Position identification records:
===
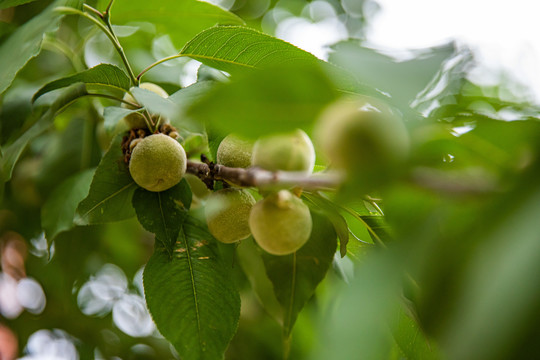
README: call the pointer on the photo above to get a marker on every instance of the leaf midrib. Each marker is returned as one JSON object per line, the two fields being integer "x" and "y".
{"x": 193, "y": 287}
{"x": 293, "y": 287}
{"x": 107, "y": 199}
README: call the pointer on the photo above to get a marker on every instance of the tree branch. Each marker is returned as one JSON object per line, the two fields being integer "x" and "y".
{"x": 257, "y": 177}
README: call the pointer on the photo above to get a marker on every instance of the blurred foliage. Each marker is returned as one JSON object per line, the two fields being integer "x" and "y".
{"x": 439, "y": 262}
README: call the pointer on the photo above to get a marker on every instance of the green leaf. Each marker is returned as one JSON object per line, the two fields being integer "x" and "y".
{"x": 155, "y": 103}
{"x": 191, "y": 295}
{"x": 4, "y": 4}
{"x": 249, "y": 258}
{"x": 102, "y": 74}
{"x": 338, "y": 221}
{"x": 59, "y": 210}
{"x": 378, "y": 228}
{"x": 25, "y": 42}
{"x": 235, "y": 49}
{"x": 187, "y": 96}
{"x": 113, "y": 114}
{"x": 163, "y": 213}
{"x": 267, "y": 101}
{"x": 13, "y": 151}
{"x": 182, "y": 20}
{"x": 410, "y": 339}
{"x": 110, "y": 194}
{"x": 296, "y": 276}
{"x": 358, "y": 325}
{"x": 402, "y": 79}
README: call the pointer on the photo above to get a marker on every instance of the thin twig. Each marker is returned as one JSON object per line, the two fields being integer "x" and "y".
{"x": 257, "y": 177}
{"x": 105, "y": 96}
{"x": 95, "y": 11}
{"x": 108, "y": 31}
===
(WRITTEN EXERCISE) Turn all the lines above into a Markdown table with two columns, Row and Line, numbering each row and skipping blank lines. Leave the pictures out of the table.

(CORRECT ANSWER)
| Row | Line |
|---|---|
| 1 | README: call the pointer on the photo above to get a marker on every instance of the leaf midrib. Each marker is returned as one JSON object per line, the two fields being integer "x" and "y". |
| 2 | {"x": 193, "y": 287} |
| 3 | {"x": 293, "y": 287} |
| 4 | {"x": 107, "y": 199} |
| 5 | README: call the pointer on the photo above to get a marker on every instance of the tree branch. Each marker is returned as one JSON object per line, the two fields being integer "x" and "y". |
| 6 | {"x": 257, "y": 177} |
| 7 | README: call the pointer on the photo above to get a marker on every instance of the blurred foliage. Each marker is returned as one JSON object per line, the two fields being integer "x" and "y". |
| 8 | {"x": 439, "y": 262} |
| 9 | README: call the pointer on the photo above to get a marker on every instance of the green leaf. Each marker is returned as one JSON object per line, the two fields being integer "x" and "y". |
| 10 | {"x": 155, "y": 103} |
| 11 | {"x": 191, "y": 295} |
| 12 | {"x": 4, "y": 4} |
| 13 | {"x": 249, "y": 258} |
| 14 | {"x": 102, "y": 74} |
| 15 | {"x": 338, "y": 221} |
| 16 | {"x": 59, "y": 210} |
| 17 | {"x": 378, "y": 228} |
| 18 | {"x": 25, "y": 42} |
| 19 | {"x": 235, "y": 49} |
| 20 | {"x": 187, "y": 96} |
| 21 | {"x": 113, "y": 114} |
| 22 | {"x": 163, "y": 213} |
| 23 | {"x": 267, "y": 101} |
| 24 | {"x": 13, "y": 151} |
| 25 | {"x": 182, "y": 20} |
| 26 | {"x": 410, "y": 339} |
| 27 | {"x": 110, "y": 194} |
| 28 | {"x": 296, "y": 276} |
| 29 | {"x": 358, "y": 325} |
| 30 | {"x": 402, "y": 79} |
| 31 | README: call the pointer on the photo above to get a marker on every instance of the thin twig. Each marker is returned as one JSON object per line, the two fields being integer "x" and "y". |
| 32 | {"x": 257, "y": 177} |
| 33 | {"x": 105, "y": 96} |
| 34 | {"x": 95, "y": 11} |
| 35 | {"x": 108, "y": 31} |